_Dataset records:_
== == ==

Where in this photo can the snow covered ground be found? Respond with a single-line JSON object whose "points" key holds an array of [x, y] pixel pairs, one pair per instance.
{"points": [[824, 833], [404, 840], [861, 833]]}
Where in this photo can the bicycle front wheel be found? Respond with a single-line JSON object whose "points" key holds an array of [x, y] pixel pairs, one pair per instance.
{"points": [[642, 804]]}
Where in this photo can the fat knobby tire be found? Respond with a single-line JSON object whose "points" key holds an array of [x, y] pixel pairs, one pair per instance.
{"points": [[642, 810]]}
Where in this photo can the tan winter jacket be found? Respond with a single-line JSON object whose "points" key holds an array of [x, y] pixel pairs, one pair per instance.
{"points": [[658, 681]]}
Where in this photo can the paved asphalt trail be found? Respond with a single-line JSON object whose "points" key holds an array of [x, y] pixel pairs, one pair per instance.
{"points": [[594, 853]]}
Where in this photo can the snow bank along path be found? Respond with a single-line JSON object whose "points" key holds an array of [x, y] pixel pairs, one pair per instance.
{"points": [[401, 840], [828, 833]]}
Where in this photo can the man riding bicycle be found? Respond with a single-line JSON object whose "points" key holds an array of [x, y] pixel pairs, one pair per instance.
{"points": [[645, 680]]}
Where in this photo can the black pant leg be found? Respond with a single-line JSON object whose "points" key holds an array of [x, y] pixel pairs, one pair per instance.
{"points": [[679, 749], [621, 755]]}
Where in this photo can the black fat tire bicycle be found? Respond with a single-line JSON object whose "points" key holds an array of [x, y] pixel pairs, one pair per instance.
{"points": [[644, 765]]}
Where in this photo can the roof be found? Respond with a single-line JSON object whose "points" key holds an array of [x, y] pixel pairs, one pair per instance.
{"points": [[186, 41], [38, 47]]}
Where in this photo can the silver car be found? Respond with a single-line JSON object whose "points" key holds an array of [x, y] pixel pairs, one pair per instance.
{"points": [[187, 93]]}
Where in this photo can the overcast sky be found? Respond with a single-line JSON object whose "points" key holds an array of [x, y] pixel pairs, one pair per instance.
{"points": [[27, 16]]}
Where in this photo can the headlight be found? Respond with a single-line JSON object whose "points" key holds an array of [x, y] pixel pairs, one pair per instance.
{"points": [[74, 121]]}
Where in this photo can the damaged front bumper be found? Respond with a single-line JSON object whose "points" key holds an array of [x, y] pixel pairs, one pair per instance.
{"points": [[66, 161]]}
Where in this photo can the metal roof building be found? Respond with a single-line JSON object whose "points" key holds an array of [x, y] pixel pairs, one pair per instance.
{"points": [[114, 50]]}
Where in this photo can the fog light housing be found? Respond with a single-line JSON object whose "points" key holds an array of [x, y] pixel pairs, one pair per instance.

== == ==

_Aim of the exercise:_ Rewrite all of the entries above, replacing "pixel pairs" with "coordinate pairs" and changing nothing else.

_Response for this exercise:_
Where in this photo can the snow covered ground be found? Respond with a single-line JSON object whose "points" key holds an array of [x, y] coordinate pairs, one pair per instance.
{"points": [[824, 833], [404, 840], [861, 833]]}
Where in this photo can the bicycle front wheel be found? Respond with a single-line JSON object whose "points" key holds an array of [x, y] coordinate pairs, one pair per instance.
{"points": [[642, 804]]}
Where in this photo can the fat knobby tire be found? Respond with a single-line JSON object whose "points" key holds an array of [x, y] coordinate pairs, one pair per instance.
{"points": [[642, 810]]}
Where in this photo can the tan winter jacket be found? Respond with a single-line JSON object whose "points" key holds an array of [x, y] coordinate pairs, one pair per instance.
{"points": [[658, 681]]}
Where in this photo can the paved asphalt trail be found? Respond with a single-line JSON object whose "points" key holds an array of [x, y] coordinate pairs, one pair per instance.
{"points": [[594, 853]]}
Where in this photo can the snow bank along path be found? Respond with a single-line JSON object whose "points" key holds an array of [x, y] coordinate pairs, one pair per instance.
{"points": [[401, 840], [828, 833]]}
Where in this photo can the man riding bicycle be found? Respond with a single-line JSON object whose "points" key holds an array of [x, y] coordinate pairs, one pair per instance.
{"points": [[645, 680]]}
Where in this photo can the black pant leg be found? Respond with a single-line JSON object whose "points" key holds an array of [x, y] coordinate pairs, one pair per instance.
{"points": [[679, 749], [621, 755]]}
Where in this photo can the black fat tire bicycle be found? Respond with a single-line JSON object whose "points" key holds an array of [x, y] coordinate pairs, one pair per instance.
{"points": [[644, 765]]}
Where in this photo can the roof be found? Respond with a single-line JSON object whose "points" key holds an array of [x, y] coordinate pairs, one pair per instance.
{"points": [[186, 41], [38, 47]]}
Where in this photo can the silver car be found? Respond with a single-line JSON object whose "points" key holds an array of [x, y] coordinate pairs, one pair per instance.
{"points": [[187, 93]]}
Where in this photo can the overcast sky be found? Respond with a single-line JSON object whose "points" key holds an array of [x, y] coordinate pairs, one pair per instance.
{"points": [[27, 16]]}
Where in this photo can the headlight be found? Respond with a single-line JSON object whose "points" key holds an array of [x, y] coordinate pairs, one pair per instance.
{"points": [[74, 121]]}
Where in this photo can the damaged front bumper be found? Respond with a single-line JSON object whose "points" key holds an array of [x, y] coordinate pairs, one pair per instance.
{"points": [[66, 161]]}
Where in this photo can the metal roof building be found? Respond with a single-line JSON object whose "points" key holds an array of [x, y] coordinate pairs, one pair per instance.
{"points": [[114, 50]]}
Where in this photo can the fog light housing be found? Respond with a single-line JSON object whose "points" key holds an array of [x, y] coordinate pairs, one pair per instance.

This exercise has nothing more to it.